EXTRAHIERTER TEXT —

━━━━━━━━━━

In einer Umfrage eines online Datingportals haben mehr als ein Drittel der Befragten angegeben, Erfahrungen mit einer toxischen Beziehung zu haben – oder noch darin zu stecken. Woran erkennt man eine solche Beziehung? Sind toxische Beziehungen überhaupt zu retten?

Eine Liebesbeziehung ist eigentlich etwas Wundervolles, ein Schweben auf Wolke sieben. Aber selbst in harmonischen, gut funktionierenden Beziehungen kracht es manchmal. Doch in manchen Beziehungen gehen diese Meinungsverschiedenheiten über einen normalen Streit deutlich hinaus.

Wenn eine Beziehung eher verletzend als schön ist, kann es sein, dass man in einer „toxischen Beziehung“ gelandet ist. Der Hamburger Psychologe und Paartherapeut Christian Hemschemeier beschreibt es so, dass man sich von der Partner*in manipuliert und belogen fühlt, und von der Beziehung so eingenommen ist, dass man nicht mehr schlafen, nicht mehr arbeiten und nicht mehr essen kann.

„Ich rede auch gerne von Liebessucht, da man immer wieder drüber nachdenken muss und das ganze Leben beeinträchtigt ist.“

Unterscheidung: normaler Liebeskummer – toxische Beziehung

Diese Gefühle kennt man vielleicht auch noch aus der Schulzeit, auch Liebeskummer kann auf den Magen schlagen. Es gibt tatsächlich eine große Überschneidung von normalem Liebeskummer und einer toxischen Beziehung.

Junge Frau unglücklich auf Parkbank (Foto: IMAGO, IMAGO/ Shotshop)
Auch "normaler" Liebeskummer kann zu Appetit- oder Schlaflosigkeit führen.

━━━━━━━━━━

FRAGEN —
a: Von welcher Sucht spricht der Paartherapeut Christian Hemschemeier laut dem Text über toxische Beziehungen gerne?
b: Schreibe den Text über toxische Beziehungen im Anschluss an seinen letzten Satz weiter.
Die folgenden Zeilen stammen aus einer anderen Quelle.

(Datensätze)
━━━━━━━━━━

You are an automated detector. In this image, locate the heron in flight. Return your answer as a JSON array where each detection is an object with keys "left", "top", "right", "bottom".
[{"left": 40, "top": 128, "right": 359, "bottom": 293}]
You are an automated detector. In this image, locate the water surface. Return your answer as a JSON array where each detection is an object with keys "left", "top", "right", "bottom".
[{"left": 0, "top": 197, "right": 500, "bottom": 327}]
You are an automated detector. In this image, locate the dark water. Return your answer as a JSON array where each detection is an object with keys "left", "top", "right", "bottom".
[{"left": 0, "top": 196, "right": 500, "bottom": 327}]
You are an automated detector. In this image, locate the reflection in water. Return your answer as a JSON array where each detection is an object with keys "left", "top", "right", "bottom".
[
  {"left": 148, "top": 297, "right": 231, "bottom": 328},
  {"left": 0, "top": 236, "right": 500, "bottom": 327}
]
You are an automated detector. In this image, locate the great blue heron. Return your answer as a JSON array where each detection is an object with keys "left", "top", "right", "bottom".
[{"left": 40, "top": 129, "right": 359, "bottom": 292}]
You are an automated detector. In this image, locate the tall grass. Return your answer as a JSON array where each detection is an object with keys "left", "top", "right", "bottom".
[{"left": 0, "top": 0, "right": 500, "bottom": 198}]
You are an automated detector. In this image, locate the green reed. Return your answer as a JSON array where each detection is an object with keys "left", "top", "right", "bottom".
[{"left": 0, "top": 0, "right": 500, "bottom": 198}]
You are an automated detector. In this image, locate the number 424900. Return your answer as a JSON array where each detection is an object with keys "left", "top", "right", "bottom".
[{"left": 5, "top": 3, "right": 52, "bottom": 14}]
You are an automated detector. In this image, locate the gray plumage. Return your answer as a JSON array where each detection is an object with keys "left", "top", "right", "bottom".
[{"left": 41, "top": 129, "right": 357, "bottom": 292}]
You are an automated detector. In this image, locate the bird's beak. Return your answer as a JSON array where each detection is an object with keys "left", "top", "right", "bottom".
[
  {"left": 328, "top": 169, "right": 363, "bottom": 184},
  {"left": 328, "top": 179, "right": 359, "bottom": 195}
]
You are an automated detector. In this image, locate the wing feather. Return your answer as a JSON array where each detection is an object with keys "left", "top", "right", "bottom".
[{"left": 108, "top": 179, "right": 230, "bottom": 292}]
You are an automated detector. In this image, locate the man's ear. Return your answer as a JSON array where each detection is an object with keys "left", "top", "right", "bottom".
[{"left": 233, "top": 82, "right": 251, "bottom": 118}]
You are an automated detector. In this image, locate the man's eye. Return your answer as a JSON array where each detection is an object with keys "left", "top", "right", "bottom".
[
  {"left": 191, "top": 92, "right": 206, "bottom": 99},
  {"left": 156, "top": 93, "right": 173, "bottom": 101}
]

━━━━━━━━━━

ERWARTETE ERGEBNISSE —
a: Von Liebessucht.

b:
Hemschemeier erklärt, dass es jedoch auch auf die Bindungsstile der Partner*innen ankommt: „Häufig ist es so, dass sehr verlustängstliche und sehr bindungsvermeidende Menschen zusammenkommen. Diese gegensätzlichen Bindungssysteme können toxische Beziehungen bedingen.“ Bei diesen missbräuchlichen Beziehungen kann es, laut dem Psychologen, durch Grenzübertritte zu körperlichen und psychologischen Traumata kommen.

Welche Persönlichkeitsmerkmale/-störungen begünstigen toxische Beziehungen?

Der Psychologe und Paartherapeut erklärt, dass sogenannte Cluster D Persönlichkeitsstörungen (z. B. Borderline oder Narzissmus) oder auch nur Tendenzen in diese Richtung, welche gar nicht diagnostiziert sind, beispielsweise sehr egozentrisches Verhalten, auf der einen Parter*innenseite und Menschen mit einem sehr abhängigen Beziehungsmuster auf der anderen Seite eine toxische Beziehung begünstigen können.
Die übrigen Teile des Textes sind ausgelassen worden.